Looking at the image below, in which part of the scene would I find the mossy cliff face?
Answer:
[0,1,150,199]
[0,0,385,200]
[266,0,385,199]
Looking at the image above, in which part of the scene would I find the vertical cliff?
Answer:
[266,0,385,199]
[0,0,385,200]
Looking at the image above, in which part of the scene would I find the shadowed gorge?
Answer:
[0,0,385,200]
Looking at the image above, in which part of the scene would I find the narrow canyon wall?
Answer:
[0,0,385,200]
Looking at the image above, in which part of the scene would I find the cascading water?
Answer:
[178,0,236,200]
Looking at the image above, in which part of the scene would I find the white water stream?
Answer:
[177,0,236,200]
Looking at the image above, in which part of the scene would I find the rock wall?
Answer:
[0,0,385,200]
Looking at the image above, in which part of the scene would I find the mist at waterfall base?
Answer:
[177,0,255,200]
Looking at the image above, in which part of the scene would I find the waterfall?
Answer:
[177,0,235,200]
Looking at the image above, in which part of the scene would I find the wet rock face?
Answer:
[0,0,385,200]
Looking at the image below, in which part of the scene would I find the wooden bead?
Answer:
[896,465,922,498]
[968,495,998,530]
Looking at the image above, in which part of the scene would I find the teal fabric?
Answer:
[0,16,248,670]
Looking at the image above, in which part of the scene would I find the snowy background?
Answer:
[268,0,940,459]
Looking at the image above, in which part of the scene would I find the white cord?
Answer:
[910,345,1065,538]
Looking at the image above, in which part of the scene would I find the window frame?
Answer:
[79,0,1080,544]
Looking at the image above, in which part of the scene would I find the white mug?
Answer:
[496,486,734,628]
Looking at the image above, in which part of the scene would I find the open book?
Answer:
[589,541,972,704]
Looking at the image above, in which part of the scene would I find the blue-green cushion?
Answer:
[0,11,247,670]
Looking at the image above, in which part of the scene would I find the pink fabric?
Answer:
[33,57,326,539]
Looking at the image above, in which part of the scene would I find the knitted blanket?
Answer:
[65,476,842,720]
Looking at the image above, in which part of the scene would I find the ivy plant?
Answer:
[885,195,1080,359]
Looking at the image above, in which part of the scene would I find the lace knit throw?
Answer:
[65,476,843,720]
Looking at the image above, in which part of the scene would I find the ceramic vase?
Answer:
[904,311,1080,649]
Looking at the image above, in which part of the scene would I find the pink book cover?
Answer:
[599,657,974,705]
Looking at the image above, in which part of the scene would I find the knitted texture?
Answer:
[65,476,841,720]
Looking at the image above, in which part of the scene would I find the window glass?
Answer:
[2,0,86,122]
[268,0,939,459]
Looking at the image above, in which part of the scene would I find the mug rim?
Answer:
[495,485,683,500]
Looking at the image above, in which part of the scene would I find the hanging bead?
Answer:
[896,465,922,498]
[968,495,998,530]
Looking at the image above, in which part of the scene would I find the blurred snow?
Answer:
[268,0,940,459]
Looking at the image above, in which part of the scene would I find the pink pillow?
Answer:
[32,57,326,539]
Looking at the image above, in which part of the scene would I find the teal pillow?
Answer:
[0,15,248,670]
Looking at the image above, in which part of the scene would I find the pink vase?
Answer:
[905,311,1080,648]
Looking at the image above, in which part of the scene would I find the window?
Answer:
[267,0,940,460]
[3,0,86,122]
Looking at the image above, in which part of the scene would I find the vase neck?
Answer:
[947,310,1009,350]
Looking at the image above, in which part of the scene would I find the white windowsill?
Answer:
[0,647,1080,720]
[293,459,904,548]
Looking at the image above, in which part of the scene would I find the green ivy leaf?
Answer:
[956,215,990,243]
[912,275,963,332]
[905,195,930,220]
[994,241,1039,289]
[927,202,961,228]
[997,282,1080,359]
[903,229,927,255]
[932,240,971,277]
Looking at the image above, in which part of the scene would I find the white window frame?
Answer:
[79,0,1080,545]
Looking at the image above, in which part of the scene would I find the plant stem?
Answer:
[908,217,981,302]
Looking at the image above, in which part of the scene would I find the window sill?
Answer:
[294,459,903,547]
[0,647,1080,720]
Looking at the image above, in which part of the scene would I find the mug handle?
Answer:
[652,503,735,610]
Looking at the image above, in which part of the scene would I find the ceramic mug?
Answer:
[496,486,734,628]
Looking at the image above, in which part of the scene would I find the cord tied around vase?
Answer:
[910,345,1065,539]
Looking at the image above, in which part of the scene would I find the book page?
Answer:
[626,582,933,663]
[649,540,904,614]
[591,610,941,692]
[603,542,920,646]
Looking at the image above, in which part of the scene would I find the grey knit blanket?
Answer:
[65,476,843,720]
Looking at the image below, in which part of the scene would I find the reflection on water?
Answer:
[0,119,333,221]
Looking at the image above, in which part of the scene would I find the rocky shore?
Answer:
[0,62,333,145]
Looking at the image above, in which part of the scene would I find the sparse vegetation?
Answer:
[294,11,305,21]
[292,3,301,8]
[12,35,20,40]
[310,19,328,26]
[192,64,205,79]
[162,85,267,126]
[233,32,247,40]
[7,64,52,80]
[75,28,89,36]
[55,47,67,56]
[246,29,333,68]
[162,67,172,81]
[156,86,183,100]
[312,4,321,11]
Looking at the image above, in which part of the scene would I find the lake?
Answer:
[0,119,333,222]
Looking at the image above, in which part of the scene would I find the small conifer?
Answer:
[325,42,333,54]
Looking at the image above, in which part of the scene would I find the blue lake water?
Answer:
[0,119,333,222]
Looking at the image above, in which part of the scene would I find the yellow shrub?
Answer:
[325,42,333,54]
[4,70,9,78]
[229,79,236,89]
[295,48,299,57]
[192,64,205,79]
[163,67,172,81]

- _PROBLEM TO WORK ON_
Report each line above that contains the string "lake". Case counts.

- _WRITTEN RESPONSE_
Looking at the image above, in which part of the scene would I find the lake?
Looking at the image above, in which part of the scene would I find the blue lake water?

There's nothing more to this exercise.